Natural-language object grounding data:
= = = = = = =
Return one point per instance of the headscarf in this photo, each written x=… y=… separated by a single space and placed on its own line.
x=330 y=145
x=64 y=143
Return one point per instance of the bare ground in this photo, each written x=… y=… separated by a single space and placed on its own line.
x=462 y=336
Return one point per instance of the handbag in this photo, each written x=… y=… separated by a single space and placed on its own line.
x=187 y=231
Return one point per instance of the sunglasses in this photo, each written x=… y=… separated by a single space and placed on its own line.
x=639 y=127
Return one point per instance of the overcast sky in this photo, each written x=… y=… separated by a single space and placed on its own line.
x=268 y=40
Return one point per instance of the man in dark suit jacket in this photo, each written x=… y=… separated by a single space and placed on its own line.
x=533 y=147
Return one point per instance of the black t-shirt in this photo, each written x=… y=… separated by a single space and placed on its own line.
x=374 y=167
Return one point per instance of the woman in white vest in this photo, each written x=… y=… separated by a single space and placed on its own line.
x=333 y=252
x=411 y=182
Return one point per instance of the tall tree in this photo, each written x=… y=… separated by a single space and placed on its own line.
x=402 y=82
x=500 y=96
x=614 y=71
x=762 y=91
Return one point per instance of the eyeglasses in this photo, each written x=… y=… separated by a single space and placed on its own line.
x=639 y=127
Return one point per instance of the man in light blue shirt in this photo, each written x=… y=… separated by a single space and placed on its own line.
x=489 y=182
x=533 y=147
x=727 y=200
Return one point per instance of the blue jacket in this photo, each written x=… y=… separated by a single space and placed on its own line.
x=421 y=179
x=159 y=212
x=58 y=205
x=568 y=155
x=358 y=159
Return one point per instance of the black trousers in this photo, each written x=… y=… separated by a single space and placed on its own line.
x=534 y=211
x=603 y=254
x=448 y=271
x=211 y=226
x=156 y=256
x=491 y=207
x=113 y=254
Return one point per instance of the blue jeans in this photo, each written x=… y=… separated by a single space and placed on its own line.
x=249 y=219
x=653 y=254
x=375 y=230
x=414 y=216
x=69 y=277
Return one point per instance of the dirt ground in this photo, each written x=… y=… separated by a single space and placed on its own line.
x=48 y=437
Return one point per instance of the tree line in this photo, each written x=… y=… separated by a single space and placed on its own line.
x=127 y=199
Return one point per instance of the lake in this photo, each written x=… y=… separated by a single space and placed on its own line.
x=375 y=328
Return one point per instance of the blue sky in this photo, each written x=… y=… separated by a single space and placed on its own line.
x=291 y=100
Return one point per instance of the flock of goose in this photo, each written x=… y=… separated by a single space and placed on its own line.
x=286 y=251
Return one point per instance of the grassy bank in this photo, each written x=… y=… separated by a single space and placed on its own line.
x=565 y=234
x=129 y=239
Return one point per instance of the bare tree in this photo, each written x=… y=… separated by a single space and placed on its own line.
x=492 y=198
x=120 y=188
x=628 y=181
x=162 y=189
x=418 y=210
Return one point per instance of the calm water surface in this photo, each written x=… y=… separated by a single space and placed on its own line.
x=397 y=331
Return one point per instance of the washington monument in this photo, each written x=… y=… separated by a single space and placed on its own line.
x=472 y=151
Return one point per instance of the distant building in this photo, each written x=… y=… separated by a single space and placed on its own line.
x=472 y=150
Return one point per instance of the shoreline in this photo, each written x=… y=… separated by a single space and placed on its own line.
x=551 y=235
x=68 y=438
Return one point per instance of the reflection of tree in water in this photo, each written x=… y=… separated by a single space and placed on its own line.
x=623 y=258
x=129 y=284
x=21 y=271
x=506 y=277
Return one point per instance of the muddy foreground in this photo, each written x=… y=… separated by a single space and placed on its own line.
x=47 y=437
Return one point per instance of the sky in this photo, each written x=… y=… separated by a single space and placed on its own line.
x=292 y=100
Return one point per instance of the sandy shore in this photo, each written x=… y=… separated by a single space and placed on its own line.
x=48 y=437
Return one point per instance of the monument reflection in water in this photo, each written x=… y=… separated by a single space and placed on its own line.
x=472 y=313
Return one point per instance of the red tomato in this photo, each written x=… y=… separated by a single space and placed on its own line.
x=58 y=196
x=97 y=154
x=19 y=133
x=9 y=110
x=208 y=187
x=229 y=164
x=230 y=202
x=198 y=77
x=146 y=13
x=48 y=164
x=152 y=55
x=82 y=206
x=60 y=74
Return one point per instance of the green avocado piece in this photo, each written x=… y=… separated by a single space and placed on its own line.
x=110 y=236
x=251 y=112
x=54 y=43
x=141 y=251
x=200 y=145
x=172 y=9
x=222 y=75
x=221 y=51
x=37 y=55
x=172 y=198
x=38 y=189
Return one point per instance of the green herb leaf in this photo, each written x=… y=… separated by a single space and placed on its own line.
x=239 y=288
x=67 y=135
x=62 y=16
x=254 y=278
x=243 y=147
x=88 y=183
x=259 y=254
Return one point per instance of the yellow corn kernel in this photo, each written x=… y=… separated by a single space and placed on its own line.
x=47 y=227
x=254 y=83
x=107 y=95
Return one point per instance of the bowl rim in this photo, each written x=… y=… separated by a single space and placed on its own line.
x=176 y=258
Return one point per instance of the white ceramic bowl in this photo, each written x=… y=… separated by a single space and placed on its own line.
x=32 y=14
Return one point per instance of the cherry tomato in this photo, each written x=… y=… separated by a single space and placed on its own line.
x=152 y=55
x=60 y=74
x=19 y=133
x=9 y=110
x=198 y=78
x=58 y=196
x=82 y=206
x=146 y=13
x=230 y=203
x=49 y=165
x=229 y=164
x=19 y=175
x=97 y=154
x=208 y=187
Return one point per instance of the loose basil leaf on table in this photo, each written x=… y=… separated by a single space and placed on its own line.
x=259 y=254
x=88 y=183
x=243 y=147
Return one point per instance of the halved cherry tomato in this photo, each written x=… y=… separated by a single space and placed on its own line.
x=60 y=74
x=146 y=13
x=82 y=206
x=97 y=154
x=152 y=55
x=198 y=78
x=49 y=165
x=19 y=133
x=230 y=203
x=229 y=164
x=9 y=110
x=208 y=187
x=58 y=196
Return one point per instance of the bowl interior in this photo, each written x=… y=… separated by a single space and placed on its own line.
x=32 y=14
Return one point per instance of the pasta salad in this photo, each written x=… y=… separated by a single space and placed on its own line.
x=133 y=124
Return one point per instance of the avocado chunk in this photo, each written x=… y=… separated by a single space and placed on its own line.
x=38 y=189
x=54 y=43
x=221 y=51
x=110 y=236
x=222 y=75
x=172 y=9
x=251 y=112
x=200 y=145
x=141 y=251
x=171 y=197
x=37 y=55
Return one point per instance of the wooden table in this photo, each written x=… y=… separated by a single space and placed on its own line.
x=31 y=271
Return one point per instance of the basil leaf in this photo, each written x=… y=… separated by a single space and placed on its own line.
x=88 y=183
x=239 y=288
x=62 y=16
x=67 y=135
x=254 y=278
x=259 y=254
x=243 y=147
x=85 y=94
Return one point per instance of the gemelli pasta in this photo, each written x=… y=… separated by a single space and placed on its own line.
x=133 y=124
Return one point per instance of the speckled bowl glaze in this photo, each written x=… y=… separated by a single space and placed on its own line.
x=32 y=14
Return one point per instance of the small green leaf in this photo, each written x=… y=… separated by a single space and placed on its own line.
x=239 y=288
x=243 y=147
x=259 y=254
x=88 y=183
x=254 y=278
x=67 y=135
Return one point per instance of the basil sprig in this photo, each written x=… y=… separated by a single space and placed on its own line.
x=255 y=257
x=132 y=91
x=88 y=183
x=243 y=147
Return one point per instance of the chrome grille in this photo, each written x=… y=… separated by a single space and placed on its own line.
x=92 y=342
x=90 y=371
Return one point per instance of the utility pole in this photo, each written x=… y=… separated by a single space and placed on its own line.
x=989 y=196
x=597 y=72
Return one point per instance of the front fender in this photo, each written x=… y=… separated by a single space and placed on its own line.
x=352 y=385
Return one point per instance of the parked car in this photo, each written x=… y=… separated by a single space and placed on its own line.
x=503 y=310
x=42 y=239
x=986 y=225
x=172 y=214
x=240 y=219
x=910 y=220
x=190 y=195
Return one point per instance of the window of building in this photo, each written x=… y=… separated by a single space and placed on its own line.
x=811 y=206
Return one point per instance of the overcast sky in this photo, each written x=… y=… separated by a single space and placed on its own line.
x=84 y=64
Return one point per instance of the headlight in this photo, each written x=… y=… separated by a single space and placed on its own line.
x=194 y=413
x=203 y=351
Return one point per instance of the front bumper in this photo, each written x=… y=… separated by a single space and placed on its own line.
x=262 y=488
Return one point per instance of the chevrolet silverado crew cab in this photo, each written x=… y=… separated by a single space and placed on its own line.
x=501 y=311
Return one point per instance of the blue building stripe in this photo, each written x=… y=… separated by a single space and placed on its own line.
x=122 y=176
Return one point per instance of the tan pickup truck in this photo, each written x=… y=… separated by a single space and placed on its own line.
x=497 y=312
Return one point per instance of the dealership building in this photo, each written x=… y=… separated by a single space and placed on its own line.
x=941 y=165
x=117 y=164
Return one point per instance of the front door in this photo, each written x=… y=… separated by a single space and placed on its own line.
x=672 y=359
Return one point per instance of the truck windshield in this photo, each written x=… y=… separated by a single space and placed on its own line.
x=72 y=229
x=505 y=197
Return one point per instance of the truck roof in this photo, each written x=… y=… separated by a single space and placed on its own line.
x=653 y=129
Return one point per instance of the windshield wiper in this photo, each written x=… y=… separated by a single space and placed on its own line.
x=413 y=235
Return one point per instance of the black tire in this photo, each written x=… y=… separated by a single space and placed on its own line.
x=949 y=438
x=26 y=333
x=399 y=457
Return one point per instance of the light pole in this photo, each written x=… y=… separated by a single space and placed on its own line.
= = = = = = =
-- Exercise --
Beginning with the line that holds "Return one point per instance of the dealership", copy the entries exactly to their last line, and leave out every earlier line.

-- Exercise output --
Return one point per instance of the dealership building in this photo, each written x=… y=… separated by a single space and placed on its own line.
x=941 y=165
x=117 y=164
Return one point per instance of the front door in this photo, each written x=… y=… separated by a single space and placed on its own line.
x=672 y=359
Return one point per instance of the truck windshield in this photo, each written x=… y=… separated by a single space and placed on its own line.
x=72 y=229
x=505 y=197
Return one point per instance of the truck roof in this photo, each written x=… y=… separated by a single space and placed on its own line.
x=653 y=129
Return one point per instance of the windshield wiper in this photo, each written x=… y=… separated by a single space and placed on its own line.
x=413 y=235
Return one point per instance of the black tire in this photo, each written x=… y=… separated by a single space and placed on its own line.
x=949 y=438
x=26 y=333
x=399 y=457
Return one point per instance of the light pole in this photo, each written x=… y=… separated by a single space and placed on its own line.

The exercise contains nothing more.